§ Given instruction
Rewrite the lines below, replacing every occurrence of "The component" with "The labeling tool" and leaving everything else unchanged.

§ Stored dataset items

=-=-=

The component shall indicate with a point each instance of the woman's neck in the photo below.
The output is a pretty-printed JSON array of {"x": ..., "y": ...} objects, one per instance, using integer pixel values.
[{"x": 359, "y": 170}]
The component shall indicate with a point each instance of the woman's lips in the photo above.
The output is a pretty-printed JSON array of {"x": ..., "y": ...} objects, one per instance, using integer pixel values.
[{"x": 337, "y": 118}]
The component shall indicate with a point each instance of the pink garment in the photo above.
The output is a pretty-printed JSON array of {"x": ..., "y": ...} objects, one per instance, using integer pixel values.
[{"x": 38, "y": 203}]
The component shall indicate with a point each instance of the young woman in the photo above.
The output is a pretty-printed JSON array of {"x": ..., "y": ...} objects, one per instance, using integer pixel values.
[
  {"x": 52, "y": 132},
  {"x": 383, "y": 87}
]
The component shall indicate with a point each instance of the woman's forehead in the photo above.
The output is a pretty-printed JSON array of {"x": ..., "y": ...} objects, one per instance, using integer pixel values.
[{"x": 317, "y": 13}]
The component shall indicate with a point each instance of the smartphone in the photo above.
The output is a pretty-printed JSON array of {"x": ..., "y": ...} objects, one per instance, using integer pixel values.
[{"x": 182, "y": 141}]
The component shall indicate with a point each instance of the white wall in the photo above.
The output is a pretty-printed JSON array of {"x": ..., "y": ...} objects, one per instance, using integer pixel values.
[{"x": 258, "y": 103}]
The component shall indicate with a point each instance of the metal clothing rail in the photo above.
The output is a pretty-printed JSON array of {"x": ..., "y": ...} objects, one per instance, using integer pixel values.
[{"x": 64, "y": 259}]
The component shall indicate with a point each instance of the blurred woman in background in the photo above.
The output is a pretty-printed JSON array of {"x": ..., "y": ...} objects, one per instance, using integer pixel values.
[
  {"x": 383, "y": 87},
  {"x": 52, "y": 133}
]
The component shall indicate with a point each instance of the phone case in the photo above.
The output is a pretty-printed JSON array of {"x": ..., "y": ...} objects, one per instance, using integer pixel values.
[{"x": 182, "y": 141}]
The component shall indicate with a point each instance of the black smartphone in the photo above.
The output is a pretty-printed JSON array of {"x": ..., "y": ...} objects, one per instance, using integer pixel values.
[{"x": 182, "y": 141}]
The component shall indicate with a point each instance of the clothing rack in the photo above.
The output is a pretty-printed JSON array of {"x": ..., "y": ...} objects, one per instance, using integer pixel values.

=-=-=

§ Exercise output
The labeling tool shall indicate with a point each instance of the woman's neck in the photo below.
The output is a pretty-printed JSON array of {"x": ..., "y": ...} objects, one per instance, using integer pixel values.
[{"x": 359, "y": 170}]
The labeling tool shall indicate with a point each instance of the woman's lips in the photo above.
The output is a pretty-printed JSON array of {"x": ..., "y": ...} objects, one per instance, using integer pixel values.
[{"x": 337, "y": 118}]
The labeling tool shall indicate with a point each instance of the pink garment in the photo above.
The output is a pretty-printed JSON array of {"x": ..., "y": ...} objects, one per instance, using integer pixel values.
[{"x": 38, "y": 203}]
The labeling tool shall indicate with a point each instance of the young woman in the photo above.
The output is a pretty-printed JSON array of {"x": ..., "y": ...} objects, one per instance, using integer pixel values.
[
  {"x": 52, "y": 132},
  {"x": 383, "y": 87}
]
The labeling tool shall indicate with a point each instance of the woman's forehead in the photo above.
The output is a pretty-printed JSON array of {"x": ..., "y": ...} objects, one per instance, using integer pixel values.
[{"x": 317, "y": 13}]
The labeling tool shall indicate with a point each instance of the smartphone in the photo above.
The output is a pretty-printed JSON array of {"x": ..., "y": ...} objects, one per instance, using integer pixel values.
[{"x": 182, "y": 141}]
The labeling tool shall indicate with a point each instance of the white wall in the photo above.
The output is a pretty-printed JSON array of {"x": ..., "y": ...} objects, one per instance, using integer pixel values.
[{"x": 258, "y": 103}]
The labeling tool shall indicate with a point each instance of the metal clothing rail in the photo above.
The output is a pretty-printed JSON array of {"x": ..., "y": ...} objects, one per instance, using integer pixel values.
[{"x": 64, "y": 259}]
The labeling tool shall indicate with a point each instance of the blurred woman in background in the photo above.
The output is a pretty-printed JSON array of {"x": ..., "y": ...} objects, one per instance, using integer pixel values.
[
  {"x": 383, "y": 87},
  {"x": 52, "y": 133}
]
The labeling tool shall indicate with a point each instance of the phone case in the photo above.
The output is a pretty-printed JSON array of {"x": ..., "y": ...} objects, one per instance, using integer pixel values.
[{"x": 182, "y": 141}]
The labeling tool shall indicate with a point each instance of the black smartphone in the photo above.
The output is a pretty-printed JSON array of {"x": ..., "y": ...} objects, one per instance, using integer pixel values.
[{"x": 182, "y": 141}]
The labeling tool shall indicate with a point each instance of the clothing rack in the photo above.
The output is a pretty-printed JSON array of {"x": ..., "y": ...} objects, one per instance, using integer pixel values.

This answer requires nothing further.